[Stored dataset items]

┏━━

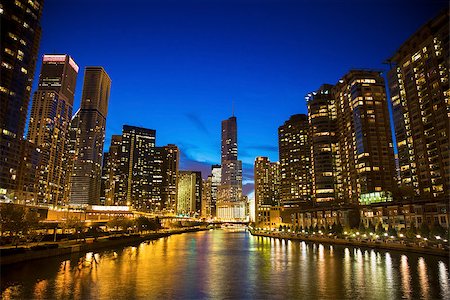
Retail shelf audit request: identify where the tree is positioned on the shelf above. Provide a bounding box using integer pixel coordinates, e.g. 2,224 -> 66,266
0,204 -> 39,236
430,222 -> 446,238
135,216 -> 151,233
376,222 -> 385,235
358,221 -> 366,234
419,222 -> 430,238
335,222 -> 343,235
406,223 -> 417,239
387,225 -> 397,237
367,221 -> 376,234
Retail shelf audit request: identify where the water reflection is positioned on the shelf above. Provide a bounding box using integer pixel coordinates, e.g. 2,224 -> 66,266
1,230 -> 448,300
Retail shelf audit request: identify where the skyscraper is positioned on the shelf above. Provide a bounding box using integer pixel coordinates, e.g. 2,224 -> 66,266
388,10 -> 449,200
254,156 -> 280,218
306,84 -> 340,204
334,70 -> 397,205
100,135 -> 122,206
217,116 -> 245,220
278,114 -> 311,206
209,164 -> 221,218
70,67 -> 111,205
116,125 -> 159,210
157,144 -> 179,213
0,0 -> 43,197
177,171 -> 202,216
27,54 -> 79,205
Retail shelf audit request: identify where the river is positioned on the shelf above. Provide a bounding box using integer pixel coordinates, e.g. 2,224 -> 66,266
1,229 -> 449,299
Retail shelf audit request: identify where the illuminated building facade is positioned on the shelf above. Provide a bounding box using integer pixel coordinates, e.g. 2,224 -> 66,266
334,70 -> 397,205
209,164 -> 221,218
177,171 -> 202,216
70,67 -> 111,205
388,10 -> 449,200
100,135 -> 122,206
157,144 -> 179,213
0,0 -> 43,197
306,84 -> 340,204
217,116 -> 245,220
254,157 -> 279,208
27,54 -> 79,205
278,114 -> 311,206
201,176 -> 212,218
116,125 -> 160,210
254,156 -> 280,226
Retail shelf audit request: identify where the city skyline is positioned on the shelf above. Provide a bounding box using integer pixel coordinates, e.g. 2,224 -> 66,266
31,0 -> 447,197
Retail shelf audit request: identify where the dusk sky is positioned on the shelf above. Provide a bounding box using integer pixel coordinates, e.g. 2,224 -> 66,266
32,0 -> 447,197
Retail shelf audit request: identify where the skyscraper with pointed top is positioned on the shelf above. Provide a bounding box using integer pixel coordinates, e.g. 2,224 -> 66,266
217,115 -> 246,220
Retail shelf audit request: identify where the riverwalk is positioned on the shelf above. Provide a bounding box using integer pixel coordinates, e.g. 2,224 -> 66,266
249,230 -> 449,257
0,227 -> 208,266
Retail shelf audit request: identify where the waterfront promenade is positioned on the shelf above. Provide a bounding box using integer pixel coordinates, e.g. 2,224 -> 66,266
0,227 -> 208,266
249,229 -> 449,257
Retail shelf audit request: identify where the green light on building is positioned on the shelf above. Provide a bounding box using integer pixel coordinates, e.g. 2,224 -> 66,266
360,191 -> 393,205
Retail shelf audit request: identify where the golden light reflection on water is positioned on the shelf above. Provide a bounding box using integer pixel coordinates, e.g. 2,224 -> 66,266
438,261 -> 450,299
418,257 -> 430,299
1,230 -> 448,300
400,255 -> 412,299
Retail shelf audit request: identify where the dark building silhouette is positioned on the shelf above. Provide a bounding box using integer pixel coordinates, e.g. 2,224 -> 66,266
70,67 -> 111,205
0,0 -> 43,197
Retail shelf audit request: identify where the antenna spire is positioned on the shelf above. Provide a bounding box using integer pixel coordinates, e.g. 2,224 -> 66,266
232,99 -> 234,117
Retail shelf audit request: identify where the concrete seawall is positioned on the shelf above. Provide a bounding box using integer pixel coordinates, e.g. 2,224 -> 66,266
1,228 -> 207,266
249,230 -> 449,257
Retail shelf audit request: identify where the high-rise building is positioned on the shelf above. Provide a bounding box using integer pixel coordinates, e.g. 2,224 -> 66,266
0,0 -> 43,197
278,114 -> 311,206
254,157 -> 280,207
209,164 -> 221,218
306,84 -> 340,204
100,135 -> 122,206
177,171 -> 202,216
157,144 -> 179,213
116,125 -> 160,210
217,116 -> 245,220
254,156 -> 280,222
334,70 -> 397,205
387,10 -> 449,200
201,176 -> 212,218
27,54 -> 79,205
70,67 -> 111,205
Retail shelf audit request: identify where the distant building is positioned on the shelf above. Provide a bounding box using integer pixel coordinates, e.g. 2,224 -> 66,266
217,116 -> 245,220
201,176 -> 212,218
306,84 -> 340,205
27,54 -> 79,205
254,156 -> 280,226
100,135 -> 122,206
70,67 -> 111,205
0,0 -> 43,197
177,171 -> 202,216
387,10 -> 449,201
333,70 -> 397,205
278,114 -> 311,206
210,164 -> 221,218
157,144 -> 179,213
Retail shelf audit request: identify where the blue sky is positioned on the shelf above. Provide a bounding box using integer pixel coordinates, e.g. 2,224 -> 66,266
32,0 -> 447,196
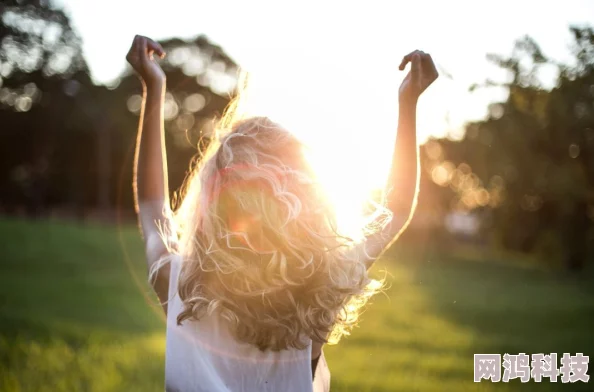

┗━━

• WHAT IS NEEDED:
The records above should be duplicated exactly, with none of their pictures kept.

• EXPECTED ANSWER:
Retail shelf audit request: identify where the tree is positioned on the shelf above. Provide a bounding box using integer pixel coordinates, e.g. 2,224 -> 66,266
0,204 -> 39,236
430,222 -> 446,238
135,216 -> 151,233
376,222 -> 385,235
358,221 -> 366,234
419,222 -> 430,238
335,222 -> 343,235
406,223 -> 417,239
387,225 -> 397,237
367,221 -> 376,234
Retail shelf audit request: identify where the water reflection is positioned on the shelf above. Provide a bounding box using integer pixel coordinates, e.g. 2,224 -> 66,266
1,230 -> 448,300
Retail shelf audit request: identify where the skyscraper is positioned on the shelf above. Provide a bounding box using integer pixel coordinates, e.g. 2,224 -> 66,266
388,10 -> 449,200
254,156 -> 280,218
306,84 -> 340,204
334,70 -> 397,205
100,135 -> 122,206
217,116 -> 245,220
278,114 -> 311,206
209,164 -> 221,218
70,67 -> 111,205
116,125 -> 159,210
157,144 -> 179,213
0,0 -> 43,197
177,171 -> 202,216
27,54 -> 79,205
Retail shelf audit request: identify where the river is positioned on the shelf above. Provide a bounding box using integer pixel coordinates, e.g. 2,224 -> 66,266
1,229 -> 449,299
Retail shelf audit request: identify where the illuminated building facade is positioned on the shelf above. Provide a bounding box using integer pixel coordinates, e.g. 2,224 -> 66,266
334,70 -> 397,205
209,164 -> 221,218
177,171 -> 202,216
70,67 -> 111,205
388,10 -> 449,200
100,135 -> 122,206
157,144 -> 179,213
0,0 -> 43,197
306,84 -> 340,204
217,116 -> 245,220
254,157 -> 279,208
27,54 -> 79,205
278,114 -> 311,206
201,176 -> 212,218
116,125 -> 160,210
254,156 -> 280,226
Retail shelf audit request: identify where the city skyline is positioned on the shelf above. Provide a bounding box using integer pixel coordinates, e.g. 2,224 -> 66,266
31,0 -> 447,197
Retail shelf audit request: identify where the dusk sky is positioned on the shelf above. Provide a bounding box using integer pixel coordinates, e.g. 2,224 -> 66,266
32,0 -> 447,197
Retail shelf audit request: identify where the skyscraper with pointed top is positioned on the shelf above. Provide a bounding box using integer pixel coordinates, e.g. 2,224 -> 66,266
217,115 -> 246,220
Retail shelf audit request: identify where the riverwalk is positioned on the shelf above. Provide a bounding box using integer pixel coordinates, e.g. 2,224 -> 66,266
249,230 -> 449,257
0,227 -> 208,266
Retail shelf audit request: identify where the waterfront promenade is positioned on the shelf above. Provide a bounding box using integer pixel coordinates, e.g. 2,224 -> 66,266
0,227 -> 208,266
249,229 -> 449,257
Retail shelf audit request: identify where the green light on building is positioned on the shelf above. Provide a bounding box using integer pixel coordinates, e.g. 2,224 -> 66,266
360,191 -> 393,205
Retail shelf audit request: identify where the golden light reflection on water is positioned on the shelf above. Provide a bounding box using integer pixel coordinates, e.g. 2,224 -> 66,266
438,261 -> 450,299
418,257 -> 430,299
1,230 -> 448,300
400,255 -> 412,299
Retail shelf audit request: identify where the dark building silhouette is positioned on the shelf above. Provide a bounding box using integer pixel coordinates, e.g. 2,224 -> 66,266
70,67 -> 111,205
0,0 -> 43,197
Retail shelf audit request: identify where the antenna spire is positioned on the shelf above. Provide a bounding box using integer pixel coordinates, e.g. 2,224 -> 66,266
232,99 -> 234,117
Retail shelf audit request: identify where the concrete seawall is positioned on the shelf above. Provide a bounding box using integer pixel coordinates, e.g. 2,224 -> 66,266
1,228 -> 207,266
249,230 -> 449,257
Retail shelf audit request: identify where the high-rise building is positioned on the shelf above. Provide a bounding box using integer pixel coordinates, e.g. 2,224 -> 66,266
0,0 -> 43,197
278,114 -> 311,206
254,157 -> 280,207
209,164 -> 221,218
306,84 -> 340,204
100,135 -> 122,206
177,171 -> 202,216
157,144 -> 179,213
116,125 -> 160,210
217,116 -> 245,220
254,156 -> 280,222
334,70 -> 397,205
387,10 -> 449,200
201,176 -> 212,218
27,54 -> 79,205
70,67 -> 111,205
Retail shelf audit request: identify where the distant building is positioned on the shelf above. Provide a bounding box using integer pixel coordinates, e.g. 2,224 -> 66,266
217,116 -> 245,220
201,176 -> 212,218
306,84 -> 340,205
27,54 -> 79,205
254,156 -> 280,226
100,135 -> 122,206
70,67 -> 111,205
0,0 -> 43,197
177,171 -> 202,216
387,10 -> 449,201
333,70 -> 397,205
278,114 -> 311,206
210,164 -> 221,218
157,144 -> 179,213
Retail shelf audit request: identify where the blue sky is positioned on the shelf above. Provide a bounding box using integer pixel coordinates, e.g. 2,224 -> 66,266
32,0 -> 447,196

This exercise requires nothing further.